TEXT SEGMENT

The State of Minnesota has a legislative mandate that utilities purchase or generate 25 percent of their electric power from renewable resources by 2025; and in the case of Xcel Energy, 30 percent by 2020. The majority of this new renewable energy is expected to come from wind energy, and a new study by Minnesota 2020 Fellow Nathan Paine outlines what some of the benefits of this expansion of wind power would mean for the state. Here are some key points from Minnesota's Winds of Progress:
- Construction of more than 4,000 MW of wind farms
(enough to power 1 million homes)
- $9 billion total added to Minnesota's economy
- $1.5 billion (additional) annually into Minnesota towns
- 2,200 new jobs during construction
- 900 sustained jobs during operation
The economic impact of this shift to renewable energy is not just numbers for investors and wind farm owners and operators. A major impact would be an increase to the job base in manufacturing and construction, as well as for wind-related services including operation and maintenance. With Minnesota's unemployment rate jumping over 8 percent this year, the highest in more than 20 years, this is promising news for an economic recovery that can land on Main Street.

EXERCISES
1) According to the wind energy passage, what percentage of its electric power must Xcel Energy purchase or generate from renewable resources by 2020?
2) Restate word for word the part of the wind energy passage that starts at the words "The State of" and ends after "1 million homes)".
3) Resume the wind energy passage after its final sentence.

Dataset entries
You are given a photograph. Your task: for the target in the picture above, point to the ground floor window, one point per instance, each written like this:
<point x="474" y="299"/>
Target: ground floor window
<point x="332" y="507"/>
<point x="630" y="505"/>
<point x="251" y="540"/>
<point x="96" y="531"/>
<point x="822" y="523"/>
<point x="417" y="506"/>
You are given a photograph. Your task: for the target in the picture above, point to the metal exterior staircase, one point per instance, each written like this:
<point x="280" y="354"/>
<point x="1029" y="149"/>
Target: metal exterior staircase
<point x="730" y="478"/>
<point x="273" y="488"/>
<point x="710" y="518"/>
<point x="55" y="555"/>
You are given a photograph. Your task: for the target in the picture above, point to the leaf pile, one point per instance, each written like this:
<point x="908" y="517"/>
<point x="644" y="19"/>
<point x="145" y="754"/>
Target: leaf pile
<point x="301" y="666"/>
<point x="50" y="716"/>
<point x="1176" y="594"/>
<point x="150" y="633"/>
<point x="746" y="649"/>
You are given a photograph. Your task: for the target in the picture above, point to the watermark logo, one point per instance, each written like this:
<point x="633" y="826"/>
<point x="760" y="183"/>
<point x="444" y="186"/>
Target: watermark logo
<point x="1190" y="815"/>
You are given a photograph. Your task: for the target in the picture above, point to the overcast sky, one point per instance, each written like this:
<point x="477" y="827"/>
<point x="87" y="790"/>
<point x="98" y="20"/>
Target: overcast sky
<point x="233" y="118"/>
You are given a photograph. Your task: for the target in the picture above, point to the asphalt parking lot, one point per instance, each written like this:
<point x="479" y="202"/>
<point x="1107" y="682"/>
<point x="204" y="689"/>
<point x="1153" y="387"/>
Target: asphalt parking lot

RESPONSES TO THE TASKS
1) 30 percent

2)
The State of Minnesota has a legislative mandate that utilities purchase or generate 25 percent of their electric power from renewable resources by 2025; and in the case of Xcel Energy, 30 percent by 2020. The majority of this new renewable energy is expected to come from wind energy, and a new study by Minnesota 2020 Fellow Nathan Paine outlines what some of the benefits of this expansion of wind power would mean for the state. Here are some key points from Minnesota's Winds of Progress:
- Construction of more than 4,000 MW of wind farms
(enough to power 1 million homes)

3)
“This isn't some far-off dream. Minnesota can make the transition fast,” notes Trent Wells at MinnPost. Minnesota is already one of the fastest growing states for wind energy, just behind Iowa and Texas, and we already have the infrastructure in place with Minnesota companies working in the wind industry and manufacturing companies in sore need of new work.
For example, Duluth-based Northstar Aerospace laid off most of its 115 workers last year when production orders dropped as the recession hit hard. "When we were down and out, we had to get creative and find other industries we could serve," stated Northstar's president and CEO John Eagleton. Recently, the company has been recalling workers back after diversifying beyond airplanes into medical devices and wind turbine components.
To enable this transition, the study recommends localizing wind turbine manufacturing while partnering with advanced global companies for technology transfer, providing assistance to Minnesota companies to meet the high technology requirements of the wind industry, and increasing workforce training for both new and displaced workers.